Provided text |
☆ ☆ ☆ ☆

ExNlp.Similarity (ex_nlp v0.1.0)
View SourceString and word set similarity metrics.
This module provides various algorithms for measuring similarity between strings and sets of words, useful for fuzzy matching and search.
Examples
# Levenshtein distance between strings
iex> ExNlp.Similarity.levenshtein("kitten", "sitting")
3
# Jaccard similarity between word sets
iex> ExNlp.Similarity.jaccard(["cat", "dog"], ["cat", "bird"])
0.3333333333333333Summary
Functions
Calculates the Dice coefficient (Sørensen-Dice coefficient) between two sets of words.
Calculates the Hamming distance between two strings.
Calculates the Jaccard similarity coefficient between two sets of words.
Calculates the Jaro similarity between two strings.
Calculates the Jaro-Winkler similarity between two strings.
Calculates the Levenshtein (edit) distance between two strings using matrix-based DP.
Calculates Levenshtein distance using a compact (space-optimized) approach.
Calculates Levenshtein similarity between two strings.
Calculates Levenshtein distance using a tabulated (array-based) approach.
Finds the length of the longest common subsequence (LCS) between two strings.
Functions
Calculates the Dice coefficient (Sørensen-Dice coefficient) between two sets of words.

☆ ☆ ☆ ☆

Available records |
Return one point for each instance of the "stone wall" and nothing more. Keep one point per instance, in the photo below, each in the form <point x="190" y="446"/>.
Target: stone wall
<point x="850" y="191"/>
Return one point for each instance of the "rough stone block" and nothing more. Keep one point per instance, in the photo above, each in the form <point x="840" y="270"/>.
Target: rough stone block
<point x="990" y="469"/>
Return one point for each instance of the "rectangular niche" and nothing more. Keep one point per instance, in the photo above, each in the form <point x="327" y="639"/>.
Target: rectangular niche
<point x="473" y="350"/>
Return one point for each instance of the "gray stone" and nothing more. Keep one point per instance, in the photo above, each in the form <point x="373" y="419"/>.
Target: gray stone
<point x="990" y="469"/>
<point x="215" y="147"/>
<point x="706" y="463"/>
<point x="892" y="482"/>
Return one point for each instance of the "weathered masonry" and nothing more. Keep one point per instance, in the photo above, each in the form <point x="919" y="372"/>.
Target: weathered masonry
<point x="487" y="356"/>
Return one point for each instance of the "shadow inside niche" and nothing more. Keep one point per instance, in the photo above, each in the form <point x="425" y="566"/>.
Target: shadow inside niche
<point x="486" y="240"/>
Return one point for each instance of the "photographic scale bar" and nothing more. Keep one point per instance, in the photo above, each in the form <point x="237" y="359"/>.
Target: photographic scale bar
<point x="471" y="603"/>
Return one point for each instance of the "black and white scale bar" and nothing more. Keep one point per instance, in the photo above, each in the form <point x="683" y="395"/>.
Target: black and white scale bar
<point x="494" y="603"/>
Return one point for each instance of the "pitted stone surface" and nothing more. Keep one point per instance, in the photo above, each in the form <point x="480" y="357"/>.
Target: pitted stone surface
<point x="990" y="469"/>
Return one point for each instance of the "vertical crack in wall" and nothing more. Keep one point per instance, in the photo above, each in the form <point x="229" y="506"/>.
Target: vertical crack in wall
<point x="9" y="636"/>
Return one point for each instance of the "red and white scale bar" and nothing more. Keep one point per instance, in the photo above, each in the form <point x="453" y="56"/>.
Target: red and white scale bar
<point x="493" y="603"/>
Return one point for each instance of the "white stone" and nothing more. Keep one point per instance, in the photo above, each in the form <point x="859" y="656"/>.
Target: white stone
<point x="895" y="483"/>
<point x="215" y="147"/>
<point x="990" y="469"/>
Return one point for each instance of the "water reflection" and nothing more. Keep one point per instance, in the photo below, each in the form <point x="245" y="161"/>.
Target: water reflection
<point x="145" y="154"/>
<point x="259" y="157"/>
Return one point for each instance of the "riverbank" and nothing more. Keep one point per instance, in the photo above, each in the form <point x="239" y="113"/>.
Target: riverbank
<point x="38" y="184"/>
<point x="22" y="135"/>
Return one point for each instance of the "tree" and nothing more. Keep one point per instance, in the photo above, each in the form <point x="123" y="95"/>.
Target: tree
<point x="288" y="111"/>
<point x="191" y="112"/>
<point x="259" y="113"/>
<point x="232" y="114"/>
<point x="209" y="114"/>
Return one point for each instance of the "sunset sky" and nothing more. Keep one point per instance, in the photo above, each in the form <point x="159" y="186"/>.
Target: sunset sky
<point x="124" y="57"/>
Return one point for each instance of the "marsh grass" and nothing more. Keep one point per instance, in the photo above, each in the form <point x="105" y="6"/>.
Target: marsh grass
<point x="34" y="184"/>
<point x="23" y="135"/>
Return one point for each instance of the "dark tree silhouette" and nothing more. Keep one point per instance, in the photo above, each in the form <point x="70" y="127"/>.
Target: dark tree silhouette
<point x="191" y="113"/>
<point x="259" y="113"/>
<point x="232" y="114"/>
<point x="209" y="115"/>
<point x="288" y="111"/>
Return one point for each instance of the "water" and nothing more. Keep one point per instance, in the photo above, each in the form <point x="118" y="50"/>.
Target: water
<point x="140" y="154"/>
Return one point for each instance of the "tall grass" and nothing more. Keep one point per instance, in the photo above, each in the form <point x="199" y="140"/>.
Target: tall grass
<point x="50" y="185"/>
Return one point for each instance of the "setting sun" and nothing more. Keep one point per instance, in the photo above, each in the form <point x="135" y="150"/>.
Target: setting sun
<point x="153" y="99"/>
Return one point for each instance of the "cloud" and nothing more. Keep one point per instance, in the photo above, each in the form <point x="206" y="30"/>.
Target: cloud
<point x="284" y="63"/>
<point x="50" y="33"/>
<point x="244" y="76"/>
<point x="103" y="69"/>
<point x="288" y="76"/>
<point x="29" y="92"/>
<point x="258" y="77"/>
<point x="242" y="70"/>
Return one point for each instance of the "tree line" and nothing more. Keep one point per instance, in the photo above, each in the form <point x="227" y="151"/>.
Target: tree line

☆ ☆ ☆ ☆

Things to do |
(A) Count the lines of the records that contain the string "block", with case counting. Give only the number.
(B) Continue the ExNlp.Similarity documentation page from its last line.
The ExNlp.Similarity documentation page and the records are unrelated material.

Answers to the problems |
(A) 2

(B)
Similar to Jaccard, but gives more weight to common elements.
Returns a value between 0.0 and 1.0.
Examples
iex> ExNlp.Similarity.dice_coefficient(["cat", "dog"], ["cat", "bird"])
0.5
iex> ExNlp.Similarity.dice_coefficient(["cat", "dog"], ["cat", "dog"])
1.0@spec hamming(String.t(), String.t()) :: non_neg_integer()
Calculates the Hamming distance between two strings.
The Hamming distance is the number of positions at which the corresponding characters are different. Both strings must be of equal length.
Examples
iex> ExNlp.Similarity.hamming("karolin", "kathrin")
3
iex> ExNlp.Similarity.hamming("hello", "hello")
0Calculates the Jaccard similarity coefficient between two sets of words.
Jaccard similarity is the size of the intersection divided by the size of the union of the two sets.
Returns a value between 0.0 and 1.0, where 1.0 means identical sets.
Examples
iex> ExNlp.Similarity.jaccard(["cat", "dog"], ["cat", "bird"])
0.3333333333333333
iex> ExNlp.Similarity.jaccard(["cat", "dog"], ["cat", "dog"])
1.0
iex> ExNlp.Similarity.jaccard(["cat"], ["dog"])
0.0Calculates the Jaro similarity between two strings.
Jaro similarity is a string metric measuring similarity between two strings. Returns a value between 0.0 (no similarity) and 1.0 (identical strings).
Examples
iex> ExNlp.Similarity.jaro_similarity("martha", "marhta")
0.9444444444444445
iex> ExNlp.Similarity.jaro_similarity("dwayne", "duane")
0.8222222222222223
iex> ExNlp.Similarity.jaro_similarity("abc", "xyz")
0.0Calculates the Jaro-Winkler similarity between two strings.
Jaro-Winkler is an extension of Jaro that gives more favorable ratings to strings that match from the beginning up to a maximum prefix length.
Options
:prefix_length- Maximum prefix length to consider (default: 4):prefix_weight- Weight factor for the prefix bonus (default: 0.1)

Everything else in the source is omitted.